**TASK ITEM**
Reproduce exactly the lines of the listing from the one containing "For every instance of the white cloud, the" to its final line, both included.

**RECORDS FOR THE TASK**
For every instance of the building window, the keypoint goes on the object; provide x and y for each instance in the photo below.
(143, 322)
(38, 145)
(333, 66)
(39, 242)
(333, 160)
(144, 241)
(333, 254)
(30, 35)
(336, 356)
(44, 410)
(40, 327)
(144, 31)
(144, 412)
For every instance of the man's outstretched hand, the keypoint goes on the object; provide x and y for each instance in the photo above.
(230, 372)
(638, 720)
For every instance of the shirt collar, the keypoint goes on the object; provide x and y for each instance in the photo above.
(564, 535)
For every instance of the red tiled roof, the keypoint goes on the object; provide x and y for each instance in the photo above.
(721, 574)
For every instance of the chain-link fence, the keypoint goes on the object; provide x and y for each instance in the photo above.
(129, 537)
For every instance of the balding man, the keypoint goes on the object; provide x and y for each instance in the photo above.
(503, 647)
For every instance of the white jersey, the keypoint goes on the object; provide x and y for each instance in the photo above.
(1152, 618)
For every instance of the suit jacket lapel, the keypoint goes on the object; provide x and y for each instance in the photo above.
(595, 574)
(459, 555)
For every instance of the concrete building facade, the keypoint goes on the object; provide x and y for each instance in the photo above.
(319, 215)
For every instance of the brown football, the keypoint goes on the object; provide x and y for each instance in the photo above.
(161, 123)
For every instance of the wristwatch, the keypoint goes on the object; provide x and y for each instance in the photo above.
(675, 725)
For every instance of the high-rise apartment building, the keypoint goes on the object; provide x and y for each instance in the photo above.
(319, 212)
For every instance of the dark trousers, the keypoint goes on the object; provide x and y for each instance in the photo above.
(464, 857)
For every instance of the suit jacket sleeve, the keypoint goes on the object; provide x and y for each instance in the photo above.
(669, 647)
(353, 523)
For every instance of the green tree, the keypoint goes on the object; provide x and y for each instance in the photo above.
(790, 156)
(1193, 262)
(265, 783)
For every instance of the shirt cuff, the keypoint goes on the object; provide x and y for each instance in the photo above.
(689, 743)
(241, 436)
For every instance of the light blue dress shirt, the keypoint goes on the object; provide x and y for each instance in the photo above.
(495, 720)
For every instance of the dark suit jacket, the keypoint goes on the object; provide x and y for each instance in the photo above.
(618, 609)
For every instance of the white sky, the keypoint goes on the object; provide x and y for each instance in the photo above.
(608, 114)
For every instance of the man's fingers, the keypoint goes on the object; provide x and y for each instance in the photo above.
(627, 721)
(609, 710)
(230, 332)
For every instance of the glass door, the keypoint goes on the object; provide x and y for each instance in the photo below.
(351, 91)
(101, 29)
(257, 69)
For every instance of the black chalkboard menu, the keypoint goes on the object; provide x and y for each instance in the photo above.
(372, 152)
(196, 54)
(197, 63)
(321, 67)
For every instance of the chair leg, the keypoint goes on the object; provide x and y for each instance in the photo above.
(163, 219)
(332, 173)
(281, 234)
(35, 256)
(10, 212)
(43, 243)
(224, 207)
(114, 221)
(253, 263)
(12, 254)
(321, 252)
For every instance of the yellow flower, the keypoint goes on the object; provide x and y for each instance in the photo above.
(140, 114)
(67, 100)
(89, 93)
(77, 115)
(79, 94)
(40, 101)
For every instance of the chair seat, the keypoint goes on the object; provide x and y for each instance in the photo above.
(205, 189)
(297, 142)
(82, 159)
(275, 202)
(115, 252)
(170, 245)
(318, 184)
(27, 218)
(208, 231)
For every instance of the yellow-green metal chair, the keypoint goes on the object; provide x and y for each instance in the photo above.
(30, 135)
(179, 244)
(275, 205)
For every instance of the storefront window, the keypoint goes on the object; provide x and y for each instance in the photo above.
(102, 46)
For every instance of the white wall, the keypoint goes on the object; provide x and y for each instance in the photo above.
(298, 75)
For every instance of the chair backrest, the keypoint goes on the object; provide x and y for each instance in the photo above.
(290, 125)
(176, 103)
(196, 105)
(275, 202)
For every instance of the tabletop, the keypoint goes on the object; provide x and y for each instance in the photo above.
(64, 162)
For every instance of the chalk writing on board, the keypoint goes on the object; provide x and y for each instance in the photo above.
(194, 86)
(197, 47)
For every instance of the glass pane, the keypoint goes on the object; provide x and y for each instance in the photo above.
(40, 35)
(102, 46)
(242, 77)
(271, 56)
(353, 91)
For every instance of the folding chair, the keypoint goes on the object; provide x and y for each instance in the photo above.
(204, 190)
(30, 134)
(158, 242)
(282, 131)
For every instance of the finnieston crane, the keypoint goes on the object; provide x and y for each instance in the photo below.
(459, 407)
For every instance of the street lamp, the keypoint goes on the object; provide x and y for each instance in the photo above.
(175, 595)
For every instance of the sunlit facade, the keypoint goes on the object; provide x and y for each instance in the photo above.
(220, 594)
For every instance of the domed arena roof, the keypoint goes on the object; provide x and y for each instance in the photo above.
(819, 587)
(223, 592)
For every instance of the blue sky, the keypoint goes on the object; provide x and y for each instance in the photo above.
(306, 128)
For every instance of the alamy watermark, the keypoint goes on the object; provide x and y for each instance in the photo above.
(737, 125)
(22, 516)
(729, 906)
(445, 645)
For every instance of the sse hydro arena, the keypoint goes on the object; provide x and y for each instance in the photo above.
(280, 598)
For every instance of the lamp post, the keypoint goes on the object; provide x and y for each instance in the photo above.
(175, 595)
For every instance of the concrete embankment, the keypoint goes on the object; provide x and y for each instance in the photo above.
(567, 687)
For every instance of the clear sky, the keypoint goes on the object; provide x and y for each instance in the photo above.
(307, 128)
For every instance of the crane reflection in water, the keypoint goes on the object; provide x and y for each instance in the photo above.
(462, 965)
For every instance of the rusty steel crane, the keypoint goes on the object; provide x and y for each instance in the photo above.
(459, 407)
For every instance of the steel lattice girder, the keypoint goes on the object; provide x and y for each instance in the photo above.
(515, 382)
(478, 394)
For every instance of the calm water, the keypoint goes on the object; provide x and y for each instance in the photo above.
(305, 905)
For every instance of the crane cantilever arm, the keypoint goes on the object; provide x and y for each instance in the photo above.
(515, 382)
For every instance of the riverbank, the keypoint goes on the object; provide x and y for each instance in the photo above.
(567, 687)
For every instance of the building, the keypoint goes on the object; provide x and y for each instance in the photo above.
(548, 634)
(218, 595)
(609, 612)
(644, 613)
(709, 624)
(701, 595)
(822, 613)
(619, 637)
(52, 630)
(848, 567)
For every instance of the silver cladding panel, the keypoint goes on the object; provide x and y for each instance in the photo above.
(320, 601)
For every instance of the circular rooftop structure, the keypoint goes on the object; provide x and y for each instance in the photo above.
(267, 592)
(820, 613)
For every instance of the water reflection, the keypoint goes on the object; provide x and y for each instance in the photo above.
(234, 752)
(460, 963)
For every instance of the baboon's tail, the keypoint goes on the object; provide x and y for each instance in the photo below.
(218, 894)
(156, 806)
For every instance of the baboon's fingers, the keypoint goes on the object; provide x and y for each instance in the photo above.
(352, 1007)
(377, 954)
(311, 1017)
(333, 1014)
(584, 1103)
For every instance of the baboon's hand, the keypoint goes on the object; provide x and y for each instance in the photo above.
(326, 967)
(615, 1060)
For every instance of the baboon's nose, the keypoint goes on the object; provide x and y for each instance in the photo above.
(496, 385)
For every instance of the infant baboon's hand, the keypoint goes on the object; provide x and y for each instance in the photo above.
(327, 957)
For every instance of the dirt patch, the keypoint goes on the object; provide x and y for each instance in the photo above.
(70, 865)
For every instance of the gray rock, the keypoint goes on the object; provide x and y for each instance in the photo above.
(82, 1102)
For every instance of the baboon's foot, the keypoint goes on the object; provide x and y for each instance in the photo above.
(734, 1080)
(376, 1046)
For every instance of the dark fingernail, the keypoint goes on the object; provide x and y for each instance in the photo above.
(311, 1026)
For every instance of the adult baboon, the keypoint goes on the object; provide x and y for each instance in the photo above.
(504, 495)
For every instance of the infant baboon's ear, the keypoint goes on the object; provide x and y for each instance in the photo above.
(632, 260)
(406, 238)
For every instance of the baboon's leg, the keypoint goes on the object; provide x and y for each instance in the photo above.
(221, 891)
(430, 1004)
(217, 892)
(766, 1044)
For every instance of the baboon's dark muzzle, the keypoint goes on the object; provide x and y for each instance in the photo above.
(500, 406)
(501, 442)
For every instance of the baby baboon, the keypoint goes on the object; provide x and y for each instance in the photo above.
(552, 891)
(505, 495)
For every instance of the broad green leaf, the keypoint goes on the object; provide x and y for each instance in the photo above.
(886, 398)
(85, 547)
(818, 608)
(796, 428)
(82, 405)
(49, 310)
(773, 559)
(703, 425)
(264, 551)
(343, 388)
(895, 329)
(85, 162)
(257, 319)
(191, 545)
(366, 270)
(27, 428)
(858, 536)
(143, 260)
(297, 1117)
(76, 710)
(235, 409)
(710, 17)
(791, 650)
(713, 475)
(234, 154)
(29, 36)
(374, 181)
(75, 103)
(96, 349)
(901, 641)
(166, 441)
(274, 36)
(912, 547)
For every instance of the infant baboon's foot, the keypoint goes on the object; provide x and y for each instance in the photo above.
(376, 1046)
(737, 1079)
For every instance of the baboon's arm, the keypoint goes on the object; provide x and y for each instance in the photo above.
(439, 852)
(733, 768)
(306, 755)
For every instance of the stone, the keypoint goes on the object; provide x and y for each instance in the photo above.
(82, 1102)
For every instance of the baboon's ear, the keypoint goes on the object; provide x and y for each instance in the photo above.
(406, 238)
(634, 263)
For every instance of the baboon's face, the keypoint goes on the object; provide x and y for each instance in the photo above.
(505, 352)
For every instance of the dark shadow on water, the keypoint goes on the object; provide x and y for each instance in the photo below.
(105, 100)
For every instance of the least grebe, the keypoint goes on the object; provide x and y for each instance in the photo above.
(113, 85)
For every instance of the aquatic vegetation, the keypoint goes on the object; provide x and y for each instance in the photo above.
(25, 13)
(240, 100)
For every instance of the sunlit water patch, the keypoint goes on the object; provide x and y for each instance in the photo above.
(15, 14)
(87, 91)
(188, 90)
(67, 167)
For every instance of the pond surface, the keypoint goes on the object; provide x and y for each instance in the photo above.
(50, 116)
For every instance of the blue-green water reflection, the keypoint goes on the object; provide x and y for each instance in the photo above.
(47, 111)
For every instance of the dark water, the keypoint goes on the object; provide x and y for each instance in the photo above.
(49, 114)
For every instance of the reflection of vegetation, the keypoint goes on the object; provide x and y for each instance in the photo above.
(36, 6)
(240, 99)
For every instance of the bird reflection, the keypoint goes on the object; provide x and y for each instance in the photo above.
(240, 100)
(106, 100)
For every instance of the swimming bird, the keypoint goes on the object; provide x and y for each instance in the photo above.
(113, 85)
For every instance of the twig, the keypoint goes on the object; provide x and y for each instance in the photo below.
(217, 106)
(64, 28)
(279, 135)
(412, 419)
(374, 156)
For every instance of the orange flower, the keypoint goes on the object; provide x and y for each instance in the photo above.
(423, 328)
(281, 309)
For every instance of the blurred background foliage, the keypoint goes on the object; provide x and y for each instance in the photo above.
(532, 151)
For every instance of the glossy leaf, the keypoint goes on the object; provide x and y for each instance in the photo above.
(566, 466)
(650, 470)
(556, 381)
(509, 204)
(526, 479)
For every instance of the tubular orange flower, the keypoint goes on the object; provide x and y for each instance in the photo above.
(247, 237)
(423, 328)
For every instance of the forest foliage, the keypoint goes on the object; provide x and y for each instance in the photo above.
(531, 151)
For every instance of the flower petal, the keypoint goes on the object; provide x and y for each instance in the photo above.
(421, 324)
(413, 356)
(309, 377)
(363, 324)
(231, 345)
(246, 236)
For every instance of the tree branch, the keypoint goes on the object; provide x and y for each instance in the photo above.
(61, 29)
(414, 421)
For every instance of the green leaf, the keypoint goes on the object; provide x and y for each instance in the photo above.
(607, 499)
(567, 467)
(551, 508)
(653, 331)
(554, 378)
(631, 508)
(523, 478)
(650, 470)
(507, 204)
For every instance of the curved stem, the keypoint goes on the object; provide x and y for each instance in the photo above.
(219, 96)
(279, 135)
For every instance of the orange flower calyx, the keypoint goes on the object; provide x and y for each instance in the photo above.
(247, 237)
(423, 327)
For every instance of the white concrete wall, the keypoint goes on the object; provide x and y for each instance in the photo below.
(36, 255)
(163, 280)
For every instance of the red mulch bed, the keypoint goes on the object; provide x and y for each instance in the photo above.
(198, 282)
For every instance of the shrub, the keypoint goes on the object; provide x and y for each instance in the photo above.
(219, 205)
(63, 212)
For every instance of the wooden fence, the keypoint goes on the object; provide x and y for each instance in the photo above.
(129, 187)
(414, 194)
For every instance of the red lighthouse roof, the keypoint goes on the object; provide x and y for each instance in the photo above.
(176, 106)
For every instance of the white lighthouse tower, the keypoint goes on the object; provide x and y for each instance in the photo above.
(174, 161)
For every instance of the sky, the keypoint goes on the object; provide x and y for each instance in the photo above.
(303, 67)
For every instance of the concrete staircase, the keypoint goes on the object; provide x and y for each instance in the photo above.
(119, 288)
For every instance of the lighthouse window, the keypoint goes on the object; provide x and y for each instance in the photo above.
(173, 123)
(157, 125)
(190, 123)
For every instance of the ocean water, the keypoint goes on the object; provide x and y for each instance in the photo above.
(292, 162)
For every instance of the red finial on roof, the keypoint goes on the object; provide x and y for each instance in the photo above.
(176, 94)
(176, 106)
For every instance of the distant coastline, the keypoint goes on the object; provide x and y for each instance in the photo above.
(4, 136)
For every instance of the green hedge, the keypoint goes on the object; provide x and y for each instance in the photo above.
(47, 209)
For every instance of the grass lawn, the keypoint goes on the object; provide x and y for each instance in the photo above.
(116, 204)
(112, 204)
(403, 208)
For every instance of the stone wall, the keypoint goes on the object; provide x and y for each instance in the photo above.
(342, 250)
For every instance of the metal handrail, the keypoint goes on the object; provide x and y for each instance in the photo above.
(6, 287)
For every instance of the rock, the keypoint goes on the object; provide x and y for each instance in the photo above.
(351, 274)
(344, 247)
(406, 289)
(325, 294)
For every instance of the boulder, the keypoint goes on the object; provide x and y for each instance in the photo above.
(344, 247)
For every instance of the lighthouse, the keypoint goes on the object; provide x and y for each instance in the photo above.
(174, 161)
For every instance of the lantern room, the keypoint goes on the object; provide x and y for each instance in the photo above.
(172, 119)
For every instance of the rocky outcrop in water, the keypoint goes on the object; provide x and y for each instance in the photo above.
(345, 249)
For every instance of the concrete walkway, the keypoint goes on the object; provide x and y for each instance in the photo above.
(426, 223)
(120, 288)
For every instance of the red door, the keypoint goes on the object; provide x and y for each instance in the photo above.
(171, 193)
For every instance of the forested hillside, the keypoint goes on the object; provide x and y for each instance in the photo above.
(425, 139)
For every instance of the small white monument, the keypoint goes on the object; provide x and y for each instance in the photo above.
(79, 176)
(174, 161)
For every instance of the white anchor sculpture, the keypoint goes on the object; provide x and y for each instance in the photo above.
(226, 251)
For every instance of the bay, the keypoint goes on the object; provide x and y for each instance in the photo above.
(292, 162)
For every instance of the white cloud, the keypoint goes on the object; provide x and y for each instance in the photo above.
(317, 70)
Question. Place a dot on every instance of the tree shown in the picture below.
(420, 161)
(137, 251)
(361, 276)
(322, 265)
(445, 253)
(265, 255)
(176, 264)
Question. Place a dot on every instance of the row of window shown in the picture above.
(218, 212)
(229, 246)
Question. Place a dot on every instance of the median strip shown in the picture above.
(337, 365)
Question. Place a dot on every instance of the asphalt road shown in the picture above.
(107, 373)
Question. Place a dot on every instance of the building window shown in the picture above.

**WRITTEN ANSWER**
For every instance of the white cloud, the keypoint goes on the object; provide x and y for each instance in the photo above.
(317, 70)
Question. Place a dot on every instance of the tree shown in the picture below.
(420, 161)
(137, 251)
(361, 276)
(322, 265)
(445, 253)
(265, 255)
(176, 264)
Question. Place a dot on every instance of the row of window shown in the picture above.
(218, 212)
(229, 246)
Question. Place a dot on every instance of the median strip shown in the picture above.
(337, 365)
Question. Place a dot on every instance of the asphalt road shown in the picture above.
(107, 373)
Question. Place a dot on every instance of the building window shown in the picture above.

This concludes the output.